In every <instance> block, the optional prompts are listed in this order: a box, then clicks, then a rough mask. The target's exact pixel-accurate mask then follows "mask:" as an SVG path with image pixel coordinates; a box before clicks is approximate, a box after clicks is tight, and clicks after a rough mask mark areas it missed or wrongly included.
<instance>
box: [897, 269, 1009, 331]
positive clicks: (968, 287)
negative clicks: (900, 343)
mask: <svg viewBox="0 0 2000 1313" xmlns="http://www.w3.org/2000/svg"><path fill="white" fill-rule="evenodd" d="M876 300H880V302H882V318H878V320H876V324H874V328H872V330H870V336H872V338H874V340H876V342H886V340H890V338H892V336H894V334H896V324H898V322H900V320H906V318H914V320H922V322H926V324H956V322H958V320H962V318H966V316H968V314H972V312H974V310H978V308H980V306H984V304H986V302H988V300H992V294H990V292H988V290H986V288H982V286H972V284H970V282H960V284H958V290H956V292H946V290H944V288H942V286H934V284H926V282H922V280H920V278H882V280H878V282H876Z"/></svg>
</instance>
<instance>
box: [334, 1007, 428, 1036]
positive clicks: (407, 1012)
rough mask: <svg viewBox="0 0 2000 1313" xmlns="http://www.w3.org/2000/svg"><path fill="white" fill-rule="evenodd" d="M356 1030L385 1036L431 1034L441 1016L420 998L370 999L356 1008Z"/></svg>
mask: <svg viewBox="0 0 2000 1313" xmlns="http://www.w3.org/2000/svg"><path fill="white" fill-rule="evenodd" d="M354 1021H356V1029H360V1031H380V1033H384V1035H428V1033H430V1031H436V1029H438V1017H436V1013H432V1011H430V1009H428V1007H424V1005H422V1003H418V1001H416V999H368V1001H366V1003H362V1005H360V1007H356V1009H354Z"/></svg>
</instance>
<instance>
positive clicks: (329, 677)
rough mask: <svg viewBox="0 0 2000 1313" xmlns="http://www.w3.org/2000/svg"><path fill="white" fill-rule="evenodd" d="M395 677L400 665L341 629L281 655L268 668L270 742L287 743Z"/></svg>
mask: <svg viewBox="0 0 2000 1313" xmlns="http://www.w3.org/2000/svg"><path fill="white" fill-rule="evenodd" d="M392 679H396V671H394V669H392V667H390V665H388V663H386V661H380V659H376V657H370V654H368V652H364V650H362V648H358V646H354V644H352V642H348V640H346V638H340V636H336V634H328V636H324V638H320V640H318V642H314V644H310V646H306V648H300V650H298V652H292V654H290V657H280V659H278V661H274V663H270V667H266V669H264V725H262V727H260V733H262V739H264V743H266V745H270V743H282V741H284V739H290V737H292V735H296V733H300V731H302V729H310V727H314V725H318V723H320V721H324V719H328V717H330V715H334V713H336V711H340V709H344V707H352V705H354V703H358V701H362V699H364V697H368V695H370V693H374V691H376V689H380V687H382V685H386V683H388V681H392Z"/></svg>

== What you are asked to do ==
Exactly the lines from the one containing "box: [334, 1007, 428, 1036]" through the end of the entries above must be output, and no others.

== Answer section ==
box: [334, 1007, 428, 1036]
positive clicks: (407, 1012)
rough mask: <svg viewBox="0 0 2000 1313" xmlns="http://www.w3.org/2000/svg"><path fill="white" fill-rule="evenodd" d="M356 1030L385 1036L431 1034L441 1016L420 998L370 999L356 1008Z"/></svg>
mask: <svg viewBox="0 0 2000 1313" xmlns="http://www.w3.org/2000/svg"><path fill="white" fill-rule="evenodd" d="M354 1021H356V1029H360V1031H380V1033H384V1035H428V1033H430V1031H436V1029H438V1017H436V1013H432V1011H430V1009H428V1007H424V1005H422V1003H418V1001H416V999H368V1001H366V1003H362V1005H360V1007H356V1009H354Z"/></svg>
</instance>
<instance>
positive clicks: (329, 677)
rough mask: <svg viewBox="0 0 2000 1313" xmlns="http://www.w3.org/2000/svg"><path fill="white" fill-rule="evenodd" d="M395 677L400 665L341 629L281 655L268 668L270 742L287 743Z"/></svg>
mask: <svg viewBox="0 0 2000 1313" xmlns="http://www.w3.org/2000/svg"><path fill="white" fill-rule="evenodd" d="M392 679H396V671H394V669H392V667H390V665H388V663H386V661H380V659H376V657H370V654H368V652H364V650H362V648H358V646H354V644H352V642H348V640H346V638H340V636H336V634H328V636H324V638H320V640H318V642H314V644H310V646H306V648H300V650H298V652H292V654H290V657H280V659H278V661H274V663H270V667H266V669H264V725H262V727H260V733H262V739H264V743H266V745H270V743H282V741H284V739H290V737H292V735H296V733H300V731H302V729H310V727H314V725H318V723H320V721H324V719H328V717H330V715H334V713H336V711H340V709H344V707H352V705H354V703H358V701H362V699H364V697H368V695H370V693H374V691H376V689H380V687H382V685H386V683H388V681H392Z"/></svg>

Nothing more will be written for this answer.